##### SOURCE INFORMATION
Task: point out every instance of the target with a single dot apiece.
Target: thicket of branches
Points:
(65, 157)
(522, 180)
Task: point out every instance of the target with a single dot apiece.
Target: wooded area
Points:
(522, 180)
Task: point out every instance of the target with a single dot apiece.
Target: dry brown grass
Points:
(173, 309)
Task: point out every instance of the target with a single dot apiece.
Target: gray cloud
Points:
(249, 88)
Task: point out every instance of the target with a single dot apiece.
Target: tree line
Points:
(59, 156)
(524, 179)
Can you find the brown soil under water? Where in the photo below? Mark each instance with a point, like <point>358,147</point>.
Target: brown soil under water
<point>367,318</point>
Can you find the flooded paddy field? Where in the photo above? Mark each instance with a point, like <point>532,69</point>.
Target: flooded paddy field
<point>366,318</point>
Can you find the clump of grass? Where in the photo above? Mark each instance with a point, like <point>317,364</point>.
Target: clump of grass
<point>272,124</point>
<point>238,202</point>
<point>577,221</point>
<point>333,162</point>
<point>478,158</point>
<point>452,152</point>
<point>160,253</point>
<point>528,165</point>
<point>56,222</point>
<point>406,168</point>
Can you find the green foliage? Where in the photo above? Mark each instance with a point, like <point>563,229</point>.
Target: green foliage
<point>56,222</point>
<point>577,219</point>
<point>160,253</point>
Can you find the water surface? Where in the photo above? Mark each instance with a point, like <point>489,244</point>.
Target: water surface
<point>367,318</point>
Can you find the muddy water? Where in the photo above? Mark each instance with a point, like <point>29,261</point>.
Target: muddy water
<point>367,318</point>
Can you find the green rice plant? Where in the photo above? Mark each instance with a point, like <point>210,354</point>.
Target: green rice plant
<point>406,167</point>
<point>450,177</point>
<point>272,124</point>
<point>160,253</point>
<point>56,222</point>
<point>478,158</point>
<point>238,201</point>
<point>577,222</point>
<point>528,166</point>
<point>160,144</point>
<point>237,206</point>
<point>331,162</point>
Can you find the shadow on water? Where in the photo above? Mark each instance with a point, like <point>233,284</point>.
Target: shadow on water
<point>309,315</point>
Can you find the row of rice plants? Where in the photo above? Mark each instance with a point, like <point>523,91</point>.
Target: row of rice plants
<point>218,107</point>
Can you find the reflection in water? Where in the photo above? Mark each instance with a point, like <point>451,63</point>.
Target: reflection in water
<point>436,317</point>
##########
Repeat the entries above exactly, leaving nothing out.

Task: point out every instance of the target with a single dot apiece.
Target: thicket of branches
Points:
(65, 157)
(522, 180)
Task: point out every instance of the target with a single dot apiece.
Target: wooded area
Points:
(522, 180)
Task: point out every instance of the target with a single dot apiece.
Target: dry brown grass
Points:
(173, 309)
Task: point out every instance of the target with a single dot apiece.
Target: gray cloud
Points:
(249, 88)
Task: point out every instance of the target with a single dot apiece.
Target: tree line
Points:
(59, 156)
(524, 179)
Can you find the brown soil under water? Where in the photo below? Mark each instance with a point, like <point>358,147</point>.
Target: brown soil under water
<point>367,318</point>
Can you find the flooded paddy field? Where in the photo above? Mark each instance with a point, like <point>532,69</point>.
Target: flooded paddy field
<point>366,318</point>
Can you find the clump of grass? Where in the photo above? Mark each instance with a point, like <point>317,364</point>.
Target: clump of grass
<point>272,124</point>
<point>238,202</point>
<point>577,221</point>
<point>333,162</point>
<point>478,158</point>
<point>452,152</point>
<point>160,253</point>
<point>528,165</point>
<point>56,222</point>
<point>406,168</point>
Can you find the green foliage? Where in the photo above? Mark each instance with a point, like <point>563,229</point>.
Target: green foliage
<point>56,222</point>
<point>577,219</point>
<point>160,253</point>
Can you find the water surface? Where in the photo above? Mark each instance with a point, like <point>489,244</point>.
Target: water surface
<point>367,318</point>
Can you find the muddy water? Where in the photo above? Mark each instance with a point, like <point>29,261</point>.
Target: muddy water
<point>367,318</point>
Can you find the green rice plant? Where in the photo above? Mark each instance with a point, like <point>210,354</point>.
Target: green rice plant
<point>406,167</point>
<point>450,177</point>
<point>272,124</point>
<point>160,253</point>
<point>56,222</point>
<point>478,158</point>
<point>238,201</point>
<point>577,222</point>
<point>528,166</point>
<point>160,144</point>
<point>237,206</point>
<point>331,162</point>
Can you find the shadow on water? Where in the photo above? Mark each instance with a point, like <point>233,284</point>.
Target: shadow on water
<point>309,315</point>
Can you find the row of rice plants? Where in the photo above? Mark each instance with a point, like <point>523,91</point>.
Target: row of rice plants
<point>218,107</point>
Can you find the reflection in water? Where in the photo above? Mark each instance with a point, like <point>451,63</point>.
Target: reflection in water
<point>436,317</point>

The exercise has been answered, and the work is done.